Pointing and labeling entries
* * * * *
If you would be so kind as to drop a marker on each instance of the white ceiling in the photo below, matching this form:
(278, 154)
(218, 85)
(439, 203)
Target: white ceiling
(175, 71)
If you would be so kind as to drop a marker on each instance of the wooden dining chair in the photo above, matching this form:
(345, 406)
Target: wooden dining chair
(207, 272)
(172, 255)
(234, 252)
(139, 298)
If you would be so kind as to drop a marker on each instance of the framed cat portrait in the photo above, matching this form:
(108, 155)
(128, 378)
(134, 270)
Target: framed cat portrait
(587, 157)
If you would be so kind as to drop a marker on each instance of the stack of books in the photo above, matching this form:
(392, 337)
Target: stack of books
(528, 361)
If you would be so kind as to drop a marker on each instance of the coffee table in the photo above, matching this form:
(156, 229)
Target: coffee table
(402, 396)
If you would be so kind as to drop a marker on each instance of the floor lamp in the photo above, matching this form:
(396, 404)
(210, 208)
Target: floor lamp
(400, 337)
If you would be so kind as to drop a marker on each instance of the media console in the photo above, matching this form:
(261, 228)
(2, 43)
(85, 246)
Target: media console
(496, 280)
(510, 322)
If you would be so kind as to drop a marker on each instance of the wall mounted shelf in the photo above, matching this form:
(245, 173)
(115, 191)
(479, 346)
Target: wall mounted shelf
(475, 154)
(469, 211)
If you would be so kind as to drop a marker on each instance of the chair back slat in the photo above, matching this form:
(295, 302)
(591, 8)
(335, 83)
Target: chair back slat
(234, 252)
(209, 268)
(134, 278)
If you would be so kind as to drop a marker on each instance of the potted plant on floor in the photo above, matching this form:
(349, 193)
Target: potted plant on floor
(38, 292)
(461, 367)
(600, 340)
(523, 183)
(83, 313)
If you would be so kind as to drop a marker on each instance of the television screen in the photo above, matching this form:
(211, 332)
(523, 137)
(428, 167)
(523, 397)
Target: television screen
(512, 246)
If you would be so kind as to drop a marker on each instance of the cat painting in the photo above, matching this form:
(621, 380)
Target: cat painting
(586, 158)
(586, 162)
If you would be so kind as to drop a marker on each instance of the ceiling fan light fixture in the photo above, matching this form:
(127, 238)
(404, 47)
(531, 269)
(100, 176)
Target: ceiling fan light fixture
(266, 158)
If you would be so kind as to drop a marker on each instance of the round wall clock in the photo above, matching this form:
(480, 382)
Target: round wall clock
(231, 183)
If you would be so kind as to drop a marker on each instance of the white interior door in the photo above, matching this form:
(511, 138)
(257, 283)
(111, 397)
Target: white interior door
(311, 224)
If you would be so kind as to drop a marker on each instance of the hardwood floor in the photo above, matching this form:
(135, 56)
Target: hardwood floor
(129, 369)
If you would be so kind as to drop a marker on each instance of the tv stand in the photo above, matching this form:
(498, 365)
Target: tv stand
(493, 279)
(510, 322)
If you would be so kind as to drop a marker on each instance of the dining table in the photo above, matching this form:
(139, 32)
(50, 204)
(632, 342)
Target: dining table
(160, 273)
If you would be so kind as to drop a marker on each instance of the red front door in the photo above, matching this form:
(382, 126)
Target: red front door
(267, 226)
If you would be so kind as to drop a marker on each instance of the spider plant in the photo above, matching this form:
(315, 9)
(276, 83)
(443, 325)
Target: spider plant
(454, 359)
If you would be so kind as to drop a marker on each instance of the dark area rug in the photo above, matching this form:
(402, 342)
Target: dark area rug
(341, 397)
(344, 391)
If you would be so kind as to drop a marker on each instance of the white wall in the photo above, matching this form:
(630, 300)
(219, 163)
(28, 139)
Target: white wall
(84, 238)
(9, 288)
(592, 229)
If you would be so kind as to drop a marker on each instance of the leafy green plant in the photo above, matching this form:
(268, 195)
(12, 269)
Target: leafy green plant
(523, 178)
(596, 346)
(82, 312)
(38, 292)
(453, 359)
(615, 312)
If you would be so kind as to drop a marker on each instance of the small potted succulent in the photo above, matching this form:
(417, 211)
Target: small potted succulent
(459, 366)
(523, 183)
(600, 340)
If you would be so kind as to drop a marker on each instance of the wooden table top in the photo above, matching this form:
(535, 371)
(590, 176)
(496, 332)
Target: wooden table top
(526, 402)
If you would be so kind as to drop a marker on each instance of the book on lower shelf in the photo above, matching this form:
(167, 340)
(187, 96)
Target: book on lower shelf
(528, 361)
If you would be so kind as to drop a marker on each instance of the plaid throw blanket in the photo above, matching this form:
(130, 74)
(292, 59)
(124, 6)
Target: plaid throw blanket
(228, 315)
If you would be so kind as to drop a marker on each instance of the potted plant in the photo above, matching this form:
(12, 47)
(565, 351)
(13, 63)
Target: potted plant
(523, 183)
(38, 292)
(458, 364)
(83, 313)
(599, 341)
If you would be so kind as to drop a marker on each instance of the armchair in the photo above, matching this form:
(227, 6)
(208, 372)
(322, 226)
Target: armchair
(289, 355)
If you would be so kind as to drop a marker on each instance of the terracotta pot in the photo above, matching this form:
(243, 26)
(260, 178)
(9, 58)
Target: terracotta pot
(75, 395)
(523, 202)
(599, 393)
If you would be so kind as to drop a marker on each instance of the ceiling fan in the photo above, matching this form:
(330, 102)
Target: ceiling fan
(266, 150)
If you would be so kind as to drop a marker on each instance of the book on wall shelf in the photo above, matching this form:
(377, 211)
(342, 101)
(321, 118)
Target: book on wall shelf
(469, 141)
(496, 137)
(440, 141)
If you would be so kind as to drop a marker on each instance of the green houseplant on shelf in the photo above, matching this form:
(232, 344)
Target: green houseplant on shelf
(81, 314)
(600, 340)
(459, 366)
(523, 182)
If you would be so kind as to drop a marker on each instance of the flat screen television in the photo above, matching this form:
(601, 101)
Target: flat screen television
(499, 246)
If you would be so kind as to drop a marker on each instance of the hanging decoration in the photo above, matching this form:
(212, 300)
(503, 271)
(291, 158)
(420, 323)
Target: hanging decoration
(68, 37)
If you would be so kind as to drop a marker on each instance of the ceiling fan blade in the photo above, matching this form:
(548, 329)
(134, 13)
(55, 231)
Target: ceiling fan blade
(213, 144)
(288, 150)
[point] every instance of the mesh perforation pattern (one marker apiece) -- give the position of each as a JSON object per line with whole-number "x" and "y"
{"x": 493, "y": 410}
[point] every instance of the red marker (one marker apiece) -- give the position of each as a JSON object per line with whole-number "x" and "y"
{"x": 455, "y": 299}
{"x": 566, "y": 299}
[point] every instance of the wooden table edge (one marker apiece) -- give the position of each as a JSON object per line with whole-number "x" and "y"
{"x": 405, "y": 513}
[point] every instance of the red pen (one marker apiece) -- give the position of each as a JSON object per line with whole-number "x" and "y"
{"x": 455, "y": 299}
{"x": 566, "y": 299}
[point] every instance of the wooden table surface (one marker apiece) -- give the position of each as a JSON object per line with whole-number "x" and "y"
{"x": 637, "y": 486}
* * * * *
Task to carry out – Substitute "occurrence" for each occurrence of "instance" throughout the listing. Leave everything else unchanged.

Task solution –
If you would be so kind as to drop a marker on each occurrence of the white ceiling in the photo below, matching this form:
(278, 154)
(218, 85)
(439, 203)
Target: white ceiling
(175, 71)
If you would be so kind as to drop a marker on each occurrence of the wooden dining chair in the photo above, matching this form:
(345, 406)
Target: wooden dining chair
(207, 272)
(172, 255)
(234, 252)
(139, 298)
If you would be so kind as to drop a marker on each occurrence of the framed cat portrait in the photo above, matching this form:
(108, 155)
(128, 378)
(134, 270)
Target: framed cat portrait
(587, 157)
If you would be so kind as to drop a marker on each occurrence of the stack of books in the photo above, matching this form:
(392, 337)
Target: stack of books
(528, 361)
If you would be so kind as to drop a marker on each occurrence of the coffee table in the photo above, matching this form:
(156, 229)
Target: coffee table
(402, 396)
If you would be so kind as to drop a marker on each occurrence of the floor lamp in the photo above, matching this form:
(396, 404)
(210, 208)
Target: floor lamp
(400, 337)
If you would be so kind as to drop a marker on each occurrence of the media console in the photo above, matching this form:
(261, 228)
(2, 43)
(85, 246)
Target: media console
(496, 280)
(510, 322)
If you would be so kind as to drop a marker on each occurrence of the wall mounted shelf in the photo above, matching this form:
(245, 173)
(115, 191)
(479, 346)
Target: wall mounted shelf
(475, 154)
(469, 211)
If you would be so kind as to drop a marker on each occurrence of the chair back slat in the photo above, matching this form:
(295, 302)
(591, 8)
(335, 83)
Target: chair back slat
(234, 252)
(209, 268)
(134, 278)
If you would be so kind as to drop a marker on each occurrence of the potted plant on floor in the photo above, matching this form:
(349, 193)
Target: potted plant on floor
(38, 292)
(461, 367)
(600, 340)
(523, 183)
(83, 313)
If you would be so kind as to drop a marker on each occurrence of the television screen in the photo above, matching this form:
(211, 332)
(523, 137)
(428, 167)
(523, 397)
Target: television screen
(512, 246)
If you would be so kind as to drop a marker on each occurrence of the cat painting in the photo above, matching this form:
(621, 380)
Target: cat painting
(586, 158)
(586, 162)
If you would be so kind as to drop a marker on each occurrence of the ceiling fan light fixture in the photo above, matching this form:
(127, 238)
(404, 47)
(531, 269)
(100, 176)
Target: ceiling fan light fixture
(266, 158)
If you would be so kind as to drop a marker on each occurrence of the round wall clock in the photo above, matching this form:
(480, 382)
Target: round wall clock
(231, 183)
If you would be so kind as to drop a marker on each occurrence of the white interior door in the photo above, matching this form:
(511, 138)
(257, 283)
(111, 397)
Target: white interior door
(311, 224)
If you would be so kind as to drop a marker on each occurrence of the hardwood floor in the photo above, matching this form:
(135, 56)
Target: hardwood floor
(129, 369)
If you would be so kind as to drop a marker on each occurrence of the tv stand in the photo above, matching this form:
(498, 365)
Target: tv stand
(493, 279)
(510, 322)
If you would be so kind as to drop a marker on each occurrence of the dining table in the photo above, matching this form:
(139, 32)
(50, 204)
(632, 342)
Target: dining table
(160, 273)
If you would be so kind as to drop a marker on each occurrence of the red front door in the photo above, matching this form:
(382, 126)
Target: red front door
(267, 226)
If you would be so kind as to drop a marker on each occurrence of the spider plant in the photo above, matching this form:
(315, 9)
(276, 83)
(443, 325)
Target: spider plant
(454, 359)
If you would be so kind as to drop a marker on each occurrence of the dark area rug in the photo above, matching this form:
(402, 342)
Target: dark area rug
(341, 397)
(344, 391)
If you would be so kind as to drop a marker on each occurrence of the white wall in the photo above, matching this form:
(630, 300)
(219, 163)
(28, 139)
Target: white wall
(84, 238)
(9, 288)
(592, 229)
If you would be so kind as to drop a marker on each occurrence of the leafy green plant in the photo above, matching this form:
(268, 195)
(12, 269)
Target: leafy green plant
(523, 178)
(596, 346)
(82, 312)
(38, 292)
(453, 359)
(615, 312)
If you would be so kind as to drop a marker on each occurrence of the small potted succulent in the photo above, matching this form:
(417, 211)
Target: small potted succulent
(459, 366)
(523, 183)
(600, 340)
If you would be so kind as to drop a marker on each occurrence of the wooden table top in the photo above, matching this form:
(535, 371)
(590, 176)
(496, 332)
Target: wooden table top
(526, 402)
If you would be so kind as to drop a marker on each occurrence of the book on lower shelf in the photo above, matching this form:
(167, 340)
(187, 96)
Target: book on lower shelf
(528, 361)
If you would be so kind as to drop a marker on each occurrence of the plaid throw blanket in the photo above, matching this form:
(130, 74)
(292, 59)
(124, 6)
Target: plaid throw blanket
(228, 315)
If you would be so kind as to drop a marker on each occurrence of the potted plant in the photo above, matching this form:
(12, 47)
(565, 351)
(13, 63)
Target: potted plant
(523, 183)
(38, 292)
(458, 364)
(83, 313)
(599, 341)
If you would be so kind as to drop a marker on each occurrence of the armchair in the photo above, matching this form:
(227, 6)
(208, 372)
(322, 226)
Target: armchair
(289, 355)
If you would be so kind as to drop a marker on each occurrence of the terracotta pot in the photo above, matching this form:
(243, 26)
(260, 178)
(9, 58)
Target: terracotta pot
(75, 395)
(523, 202)
(599, 393)
If you would be so kind as to drop a marker on each occurrence of the ceiling fan in the photo above, matching this form:
(330, 102)
Target: ceiling fan
(266, 150)
If you would be so kind as to drop a marker on each occurrence of the book on wall shelf in the photo above, matching this form:
(377, 211)
(342, 101)
(321, 118)
Target: book on wall shelf
(469, 141)
(496, 137)
(440, 141)
If you would be so kind as to drop a marker on each occurrence of the green houseplant on shelf in the photo above, matching this form:
(232, 344)
Target: green houseplant on shelf
(81, 314)
(600, 340)
(459, 366)
(523, 182)
If you would be so kind as to drop a marker on each occurrence of the flat screen television in the photo above, matching this form:
(601, 101)
Target: flat screen television
(499, 246)
If you would be so kind as to drop a marker on each occurrence of the hanging decoration in the photo above, matching this form:
(212, 300)
(503, 271)
(291, 158)
(420, 323)
Target: hanging decoration
(68, 37)
If you would be so kind as to drop a marker on each occurrence of the ceiling fan blade in the photo above, matching this form:
(548, 329)
(134, 13)
(55, 231)
Target: ceiling fan blade
(213, 144)
(288, 150)
[point] every occurrence of the mesh perforation pattern (one marker apiece) -- give the position of each as a JSON object per line with whole-number "x" and "y"
{"x": 493, "y": 410}
[point] every occurrence of the red marker (one marker apiece) -- give the position of each as a JSON object per line with whole-number "x" and "y"
{"x": 455, "y": 299}
{"x": 566, "y": 299}
[point] every occurrence of the wooden table edge (one marker apiece) -- give the position of each as a JSON object per line with whole-number "x" and "y"
{"x": 405, "y": 513}
[point] every occurrence of the red pen (one marker apiece) -- give the position of each as a JSON object per line with whole-number "x" and "y"
{"x": 455, "y": 299}
{"x": 566, "y": 299}
[point] every occurrence of the wooden table surface (one marker apiece) -- give the position of each as a JSON object per line with whole-number "x" and "y"
{"x": 637, "y": 486}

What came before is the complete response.